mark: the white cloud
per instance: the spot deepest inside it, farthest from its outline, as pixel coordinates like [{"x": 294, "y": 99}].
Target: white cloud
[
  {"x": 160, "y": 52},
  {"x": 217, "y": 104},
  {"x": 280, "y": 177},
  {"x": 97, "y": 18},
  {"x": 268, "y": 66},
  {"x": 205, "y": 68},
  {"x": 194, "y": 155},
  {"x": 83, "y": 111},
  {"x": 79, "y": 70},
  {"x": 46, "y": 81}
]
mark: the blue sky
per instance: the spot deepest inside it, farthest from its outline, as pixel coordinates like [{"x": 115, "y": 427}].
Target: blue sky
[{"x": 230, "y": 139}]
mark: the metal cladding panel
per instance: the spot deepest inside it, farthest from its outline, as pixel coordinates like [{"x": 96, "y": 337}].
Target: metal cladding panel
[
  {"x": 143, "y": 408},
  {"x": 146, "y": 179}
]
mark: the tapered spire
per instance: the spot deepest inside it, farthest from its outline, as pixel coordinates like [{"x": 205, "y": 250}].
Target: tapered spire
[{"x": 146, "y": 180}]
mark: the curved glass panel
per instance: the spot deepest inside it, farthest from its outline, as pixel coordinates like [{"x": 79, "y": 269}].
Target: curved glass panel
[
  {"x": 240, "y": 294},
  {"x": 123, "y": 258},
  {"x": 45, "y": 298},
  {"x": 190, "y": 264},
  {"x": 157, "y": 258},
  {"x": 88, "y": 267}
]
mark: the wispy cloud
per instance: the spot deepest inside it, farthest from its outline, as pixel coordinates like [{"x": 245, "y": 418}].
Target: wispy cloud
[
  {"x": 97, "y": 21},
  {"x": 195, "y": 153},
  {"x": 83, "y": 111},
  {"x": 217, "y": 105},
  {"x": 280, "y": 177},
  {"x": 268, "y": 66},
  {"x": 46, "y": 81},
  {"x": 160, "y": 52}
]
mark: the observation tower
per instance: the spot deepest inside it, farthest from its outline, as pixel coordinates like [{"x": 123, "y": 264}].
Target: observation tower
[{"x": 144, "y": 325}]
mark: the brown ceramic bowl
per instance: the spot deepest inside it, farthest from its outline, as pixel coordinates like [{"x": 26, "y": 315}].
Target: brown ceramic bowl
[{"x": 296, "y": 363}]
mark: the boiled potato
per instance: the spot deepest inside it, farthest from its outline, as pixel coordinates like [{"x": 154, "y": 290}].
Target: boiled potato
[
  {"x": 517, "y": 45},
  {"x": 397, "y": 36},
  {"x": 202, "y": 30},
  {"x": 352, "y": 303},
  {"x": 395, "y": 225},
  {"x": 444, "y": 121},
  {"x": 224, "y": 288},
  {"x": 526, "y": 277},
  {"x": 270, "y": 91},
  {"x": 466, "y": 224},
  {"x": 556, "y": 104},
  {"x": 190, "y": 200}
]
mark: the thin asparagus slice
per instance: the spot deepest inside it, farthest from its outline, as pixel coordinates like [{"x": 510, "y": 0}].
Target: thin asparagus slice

▶ **Exercise directions**:
Substitute "pointed spire" for "tapered spire" throughout the lines above, and reproduce them with nothing else altered.

▶ **The result**:
mark: the white cloud
per instance: the spot deepest inside it, farthest from its outline, as pixel coordinates like [{"x": 294, "y": 99}].
Target: white cloud
[
  {"x": 160, "y": 52},
  {"x": 217, "y": 104},
  {"x": 280, "y": 177},
  {"x": 97, "y": 18},
  {"x": 268, "y": 66},
  {"x": 205, "y": 68},
  {"x": 194, "y": 155},
  {"x": 83, "y": 111},
  {"x": 79, "y": 70},
  {"x": 46, "y": 81}
]
mark: the blue sky
per instance: the spot deepest inside it, farthest from its outline, as pixel coordinates like [{"x": 115, "y": 427}].
Target: blue sky
[{"x": 230, "y": 139}]
mark: the metal cladding panel
per instance: the spot deepest inside it, farthest from its outline, as pixel coordinates like [{"x": 96, "y": 337}].
Target: metal cladding panel
[
  {"x": 143, "y": 408},
  {"x": 146, "y": 179}
]
mark: the pointed spire
per instance: the spot deepest inside it, farthest from its outline, as pixel coordinates like [{"x": 205, "y": 250}].
Target: pointed spire
[{"x": 146, "y": 180}]
mark: the curved glass panel
per instance: the spot deepest inside it, farthest from its outline, as pixel coordinates like [{"x": 79, "y": 269}].
Target: curved glass panel
[
  {"x": 240, "y": 294},
  {"x": 123, "y": 258},
  {"x": 45, "y": 298},
  {"x": 190, "y": 264},
  {"x": 157, "y": 258},
  {"x": 88, "y": 267}
]
mark: the wispy cloud
per instance: the spot deepest inside it, farthest from its outline, as pixel coordinates like [{"x": 245, "y": 418}].
Target: wispy cloud
[
  {"x": 97, "y": 21},
  {"x": 195, "y": 153},
  {"x": 83, "y": 111},
  {"x": 217, "y": 105},
  {"x": 280, "y": 177},
  {"x": 268, "y": 66},
  {"x": 46, "y": 81},
  {"x": 160, "y": 52}
]
mark: the observation tower
per instance: the spot deepest inside it, farthest from its outline, as pixel coordinates like [{"x": 123, "y": 264}].
Target: observation tower
[{"x": 144, "y": 325}]
mark: the brown ceramic bowl
per instance: the spot deepest inside it, farthest from its outline, as pixel coordinates like [{"x": 26, "y": 315}].
Target: brown ceramic bowl
[{"x": 296, "y": 363}]
mark: the boiled potato
per instance: the spot deepest inside it, farthest from its outline, as pixel coordinates like [{"x": 154, "y": 290}].
Target: boiled potato
[
  {"x": 517, "y": 45},
  {"x": 397, "y": 36},
  {"x": 202, "y": 30},
  {"x": 352, "y": 303},
  {"x": 395, "y": 225},
  {"x": 444, "y": 121},
  {"x": 224, "y": 288},
  {"x": 526, "y": 277},
  {"x": 270, "y": 91},
  {"x": 466, "y": 224},
  {"x": 556, "y": 104},
  {"x": 190, "y": 200}
]
mark: the thin asparagus slice
per instance: the spot deepest inside it, farthest from its outline, as pixel coordinates like [{"x": 510, "y": 0}].
Target: thin asparagus slice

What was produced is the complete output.